Data records:
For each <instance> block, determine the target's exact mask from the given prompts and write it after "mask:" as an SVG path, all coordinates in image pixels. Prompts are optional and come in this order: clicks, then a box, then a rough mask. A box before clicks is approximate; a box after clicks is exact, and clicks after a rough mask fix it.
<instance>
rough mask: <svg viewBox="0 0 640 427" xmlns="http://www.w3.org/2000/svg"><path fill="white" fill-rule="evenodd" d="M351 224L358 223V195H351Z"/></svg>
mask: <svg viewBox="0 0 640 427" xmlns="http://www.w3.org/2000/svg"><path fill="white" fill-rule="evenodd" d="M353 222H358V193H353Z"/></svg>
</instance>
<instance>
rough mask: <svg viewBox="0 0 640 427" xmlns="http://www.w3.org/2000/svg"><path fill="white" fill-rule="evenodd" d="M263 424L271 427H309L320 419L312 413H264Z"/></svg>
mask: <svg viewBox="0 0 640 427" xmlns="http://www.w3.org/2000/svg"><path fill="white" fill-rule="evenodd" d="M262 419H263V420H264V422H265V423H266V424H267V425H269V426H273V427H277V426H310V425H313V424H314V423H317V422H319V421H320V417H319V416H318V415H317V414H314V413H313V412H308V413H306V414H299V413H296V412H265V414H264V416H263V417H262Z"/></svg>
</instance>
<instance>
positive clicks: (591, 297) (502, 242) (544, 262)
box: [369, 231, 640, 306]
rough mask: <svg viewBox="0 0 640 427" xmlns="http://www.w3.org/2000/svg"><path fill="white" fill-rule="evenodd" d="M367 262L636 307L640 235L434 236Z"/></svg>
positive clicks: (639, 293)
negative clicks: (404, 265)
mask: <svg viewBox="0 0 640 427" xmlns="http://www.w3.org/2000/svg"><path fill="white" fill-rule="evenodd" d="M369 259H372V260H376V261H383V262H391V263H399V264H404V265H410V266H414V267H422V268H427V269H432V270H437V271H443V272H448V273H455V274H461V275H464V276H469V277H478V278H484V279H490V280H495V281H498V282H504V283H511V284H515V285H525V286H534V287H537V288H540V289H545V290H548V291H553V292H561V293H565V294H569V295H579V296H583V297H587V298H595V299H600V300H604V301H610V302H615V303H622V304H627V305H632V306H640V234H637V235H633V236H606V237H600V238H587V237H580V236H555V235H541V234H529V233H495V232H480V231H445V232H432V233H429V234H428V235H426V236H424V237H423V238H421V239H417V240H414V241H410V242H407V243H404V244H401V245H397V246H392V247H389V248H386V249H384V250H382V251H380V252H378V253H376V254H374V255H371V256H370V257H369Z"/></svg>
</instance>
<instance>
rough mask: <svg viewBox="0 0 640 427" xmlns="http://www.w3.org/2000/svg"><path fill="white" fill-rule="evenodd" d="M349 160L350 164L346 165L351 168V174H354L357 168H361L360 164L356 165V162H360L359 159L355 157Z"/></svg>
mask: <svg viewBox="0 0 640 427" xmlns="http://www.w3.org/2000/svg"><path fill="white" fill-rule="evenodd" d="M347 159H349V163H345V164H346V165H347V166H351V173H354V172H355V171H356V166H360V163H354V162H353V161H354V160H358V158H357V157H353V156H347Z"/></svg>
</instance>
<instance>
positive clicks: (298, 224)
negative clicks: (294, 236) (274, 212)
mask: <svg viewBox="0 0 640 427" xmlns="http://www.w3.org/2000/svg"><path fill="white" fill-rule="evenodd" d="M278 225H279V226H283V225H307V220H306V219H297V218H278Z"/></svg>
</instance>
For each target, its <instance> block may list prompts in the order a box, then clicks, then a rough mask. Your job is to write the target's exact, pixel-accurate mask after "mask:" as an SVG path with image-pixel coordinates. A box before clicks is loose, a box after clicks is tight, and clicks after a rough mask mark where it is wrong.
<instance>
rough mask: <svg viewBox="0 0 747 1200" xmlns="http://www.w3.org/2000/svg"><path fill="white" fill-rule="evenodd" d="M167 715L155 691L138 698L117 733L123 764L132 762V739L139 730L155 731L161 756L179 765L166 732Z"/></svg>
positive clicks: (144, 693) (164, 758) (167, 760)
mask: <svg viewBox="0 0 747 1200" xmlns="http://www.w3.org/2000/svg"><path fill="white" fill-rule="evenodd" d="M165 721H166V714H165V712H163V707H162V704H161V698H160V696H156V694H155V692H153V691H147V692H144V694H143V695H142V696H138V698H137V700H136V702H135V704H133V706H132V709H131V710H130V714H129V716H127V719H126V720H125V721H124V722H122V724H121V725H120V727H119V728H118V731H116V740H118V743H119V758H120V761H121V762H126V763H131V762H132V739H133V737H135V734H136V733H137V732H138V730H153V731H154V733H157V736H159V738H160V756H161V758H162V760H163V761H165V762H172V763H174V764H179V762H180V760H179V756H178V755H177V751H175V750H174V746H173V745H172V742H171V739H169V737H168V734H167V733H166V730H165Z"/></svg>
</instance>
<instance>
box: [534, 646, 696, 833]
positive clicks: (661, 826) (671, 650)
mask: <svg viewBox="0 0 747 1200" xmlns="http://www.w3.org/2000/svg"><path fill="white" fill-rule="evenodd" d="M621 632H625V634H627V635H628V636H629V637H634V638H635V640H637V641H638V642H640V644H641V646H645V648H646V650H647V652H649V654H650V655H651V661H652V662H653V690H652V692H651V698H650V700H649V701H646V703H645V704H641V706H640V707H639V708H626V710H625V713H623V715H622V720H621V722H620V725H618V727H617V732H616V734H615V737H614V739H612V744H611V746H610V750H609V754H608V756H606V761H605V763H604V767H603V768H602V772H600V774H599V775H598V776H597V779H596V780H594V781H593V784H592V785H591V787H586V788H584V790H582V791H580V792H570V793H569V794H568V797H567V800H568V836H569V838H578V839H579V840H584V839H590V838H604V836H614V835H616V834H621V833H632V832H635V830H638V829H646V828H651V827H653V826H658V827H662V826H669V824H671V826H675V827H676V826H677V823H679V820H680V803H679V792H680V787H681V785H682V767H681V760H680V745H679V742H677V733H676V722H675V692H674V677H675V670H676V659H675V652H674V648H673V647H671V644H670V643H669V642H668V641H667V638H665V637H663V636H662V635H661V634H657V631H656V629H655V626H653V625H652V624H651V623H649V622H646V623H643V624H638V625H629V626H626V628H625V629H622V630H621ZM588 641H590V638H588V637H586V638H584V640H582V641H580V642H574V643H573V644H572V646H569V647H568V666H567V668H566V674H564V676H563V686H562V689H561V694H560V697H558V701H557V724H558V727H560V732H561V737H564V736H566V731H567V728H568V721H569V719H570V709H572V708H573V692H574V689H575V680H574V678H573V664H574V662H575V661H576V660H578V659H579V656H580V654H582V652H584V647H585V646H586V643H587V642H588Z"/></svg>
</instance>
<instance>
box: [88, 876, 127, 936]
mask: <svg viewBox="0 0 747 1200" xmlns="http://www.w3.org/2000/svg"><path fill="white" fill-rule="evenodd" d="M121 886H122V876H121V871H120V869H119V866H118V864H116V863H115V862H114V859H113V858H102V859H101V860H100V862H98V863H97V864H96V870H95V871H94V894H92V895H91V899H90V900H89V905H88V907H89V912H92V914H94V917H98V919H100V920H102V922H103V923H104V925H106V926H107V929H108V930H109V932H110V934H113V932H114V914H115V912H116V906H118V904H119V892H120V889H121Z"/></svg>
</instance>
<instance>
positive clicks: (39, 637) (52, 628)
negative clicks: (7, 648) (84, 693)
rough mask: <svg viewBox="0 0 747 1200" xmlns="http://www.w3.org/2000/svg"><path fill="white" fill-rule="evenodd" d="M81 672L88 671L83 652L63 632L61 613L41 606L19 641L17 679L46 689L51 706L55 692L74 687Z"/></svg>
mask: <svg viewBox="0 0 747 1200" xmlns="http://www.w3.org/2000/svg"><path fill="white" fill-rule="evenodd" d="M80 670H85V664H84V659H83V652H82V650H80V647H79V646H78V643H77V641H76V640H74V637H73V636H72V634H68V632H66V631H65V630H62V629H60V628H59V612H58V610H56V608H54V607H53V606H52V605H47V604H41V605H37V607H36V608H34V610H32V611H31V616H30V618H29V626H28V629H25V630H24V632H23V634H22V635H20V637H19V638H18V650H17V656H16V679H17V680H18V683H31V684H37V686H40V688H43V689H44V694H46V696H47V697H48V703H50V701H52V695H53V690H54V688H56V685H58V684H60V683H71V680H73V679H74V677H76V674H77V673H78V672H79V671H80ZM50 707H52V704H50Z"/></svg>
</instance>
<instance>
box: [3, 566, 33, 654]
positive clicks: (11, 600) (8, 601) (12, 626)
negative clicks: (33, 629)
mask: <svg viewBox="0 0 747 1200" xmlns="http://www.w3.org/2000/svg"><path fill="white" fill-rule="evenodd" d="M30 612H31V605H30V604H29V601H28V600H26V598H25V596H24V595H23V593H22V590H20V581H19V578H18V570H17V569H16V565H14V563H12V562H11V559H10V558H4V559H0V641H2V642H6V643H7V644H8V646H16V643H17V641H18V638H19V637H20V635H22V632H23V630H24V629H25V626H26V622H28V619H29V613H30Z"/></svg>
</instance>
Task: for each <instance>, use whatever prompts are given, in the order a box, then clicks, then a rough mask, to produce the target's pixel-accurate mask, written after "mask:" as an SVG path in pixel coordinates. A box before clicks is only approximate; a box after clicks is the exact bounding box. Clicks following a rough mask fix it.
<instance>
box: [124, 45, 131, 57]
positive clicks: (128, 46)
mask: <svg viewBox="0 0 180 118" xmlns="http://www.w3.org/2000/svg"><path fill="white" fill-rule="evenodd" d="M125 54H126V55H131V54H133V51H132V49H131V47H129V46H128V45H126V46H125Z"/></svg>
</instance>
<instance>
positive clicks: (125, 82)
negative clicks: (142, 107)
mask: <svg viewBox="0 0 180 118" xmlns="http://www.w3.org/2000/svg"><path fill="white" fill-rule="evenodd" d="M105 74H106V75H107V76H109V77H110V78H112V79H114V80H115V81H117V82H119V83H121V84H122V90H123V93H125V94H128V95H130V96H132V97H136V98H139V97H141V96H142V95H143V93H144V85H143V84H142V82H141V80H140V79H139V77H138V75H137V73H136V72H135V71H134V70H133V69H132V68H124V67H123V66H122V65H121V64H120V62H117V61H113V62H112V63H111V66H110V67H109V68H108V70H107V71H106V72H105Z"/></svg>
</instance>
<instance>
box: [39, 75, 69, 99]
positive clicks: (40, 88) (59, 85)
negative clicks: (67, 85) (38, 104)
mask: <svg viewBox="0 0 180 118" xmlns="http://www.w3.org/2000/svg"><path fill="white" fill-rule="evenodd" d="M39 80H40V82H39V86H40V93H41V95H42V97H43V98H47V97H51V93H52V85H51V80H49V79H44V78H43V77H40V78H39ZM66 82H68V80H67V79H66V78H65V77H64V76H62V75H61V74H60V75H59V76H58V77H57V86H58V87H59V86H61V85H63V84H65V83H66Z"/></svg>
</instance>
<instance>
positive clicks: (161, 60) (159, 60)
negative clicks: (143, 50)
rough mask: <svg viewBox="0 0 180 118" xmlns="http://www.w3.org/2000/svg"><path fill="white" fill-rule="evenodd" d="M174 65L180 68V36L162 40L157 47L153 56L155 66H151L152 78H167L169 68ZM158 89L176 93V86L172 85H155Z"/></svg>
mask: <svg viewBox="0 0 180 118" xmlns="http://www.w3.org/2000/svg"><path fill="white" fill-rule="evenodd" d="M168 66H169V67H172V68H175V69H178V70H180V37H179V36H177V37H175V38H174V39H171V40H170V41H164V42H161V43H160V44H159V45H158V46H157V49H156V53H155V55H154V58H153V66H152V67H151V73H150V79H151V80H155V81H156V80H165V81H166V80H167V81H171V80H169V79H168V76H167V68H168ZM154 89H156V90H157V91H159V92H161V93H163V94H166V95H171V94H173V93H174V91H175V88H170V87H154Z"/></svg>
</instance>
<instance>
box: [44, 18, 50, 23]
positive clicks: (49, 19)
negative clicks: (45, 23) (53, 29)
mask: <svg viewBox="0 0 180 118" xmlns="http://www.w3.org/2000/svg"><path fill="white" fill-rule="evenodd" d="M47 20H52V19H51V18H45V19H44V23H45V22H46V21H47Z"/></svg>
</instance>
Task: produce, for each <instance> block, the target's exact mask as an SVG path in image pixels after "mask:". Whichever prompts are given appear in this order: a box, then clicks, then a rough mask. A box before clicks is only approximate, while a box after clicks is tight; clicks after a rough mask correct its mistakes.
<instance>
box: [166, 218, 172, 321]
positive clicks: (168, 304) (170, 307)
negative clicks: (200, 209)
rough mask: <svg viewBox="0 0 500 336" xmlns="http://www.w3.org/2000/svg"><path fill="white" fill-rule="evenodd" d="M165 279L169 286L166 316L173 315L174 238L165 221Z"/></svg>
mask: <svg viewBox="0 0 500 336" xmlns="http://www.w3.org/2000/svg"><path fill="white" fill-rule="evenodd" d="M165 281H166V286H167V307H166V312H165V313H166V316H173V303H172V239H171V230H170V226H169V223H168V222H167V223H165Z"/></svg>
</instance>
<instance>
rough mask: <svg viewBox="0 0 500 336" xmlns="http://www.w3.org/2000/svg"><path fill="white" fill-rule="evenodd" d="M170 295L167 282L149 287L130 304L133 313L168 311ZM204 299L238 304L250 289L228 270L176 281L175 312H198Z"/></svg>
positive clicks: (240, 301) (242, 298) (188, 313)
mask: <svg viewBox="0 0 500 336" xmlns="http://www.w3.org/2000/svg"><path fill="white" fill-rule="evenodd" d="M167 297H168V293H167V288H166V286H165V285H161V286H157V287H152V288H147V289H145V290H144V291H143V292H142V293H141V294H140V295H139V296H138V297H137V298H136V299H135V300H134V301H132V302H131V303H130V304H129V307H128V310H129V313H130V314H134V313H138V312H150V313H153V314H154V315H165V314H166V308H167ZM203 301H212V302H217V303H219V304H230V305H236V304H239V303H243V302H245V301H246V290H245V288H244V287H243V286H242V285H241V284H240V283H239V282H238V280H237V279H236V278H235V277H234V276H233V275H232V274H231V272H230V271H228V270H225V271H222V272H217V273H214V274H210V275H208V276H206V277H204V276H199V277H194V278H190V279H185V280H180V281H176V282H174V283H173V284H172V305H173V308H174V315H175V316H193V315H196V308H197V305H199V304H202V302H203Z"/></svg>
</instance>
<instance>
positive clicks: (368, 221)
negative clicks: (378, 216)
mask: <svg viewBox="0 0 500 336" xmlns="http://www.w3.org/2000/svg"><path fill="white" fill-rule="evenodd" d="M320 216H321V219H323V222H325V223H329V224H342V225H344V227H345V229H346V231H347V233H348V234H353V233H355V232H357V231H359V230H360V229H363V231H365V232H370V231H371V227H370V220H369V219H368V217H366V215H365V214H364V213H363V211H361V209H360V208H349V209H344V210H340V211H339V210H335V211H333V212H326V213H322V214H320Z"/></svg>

▶ **Exercise**
Which lines in the items above contain the string "tight"? Gather every one of them, copied in full.

▶ **Your response**
For each target, its <instance> block may list prompts in the order a box, then clicks, then a rough mask. Your job is to write the target's exact, pixel-accurate mask after "mask:" as an SVG path with image-pixel coordinates. A box before clicks is loose, a box after clicks is tight, and clicks after a rough mask mark where it is wrong.
Task: produce, for each <instance> block, the target's exact mask as an SVG path in image pixels after "mask:". Whichever prompts are given appear in this order: a box, then clicks, then a rough mask. A box before clicks is only approximate, while a box after clicks is tight; clicks after a rough mask correct its mistakes.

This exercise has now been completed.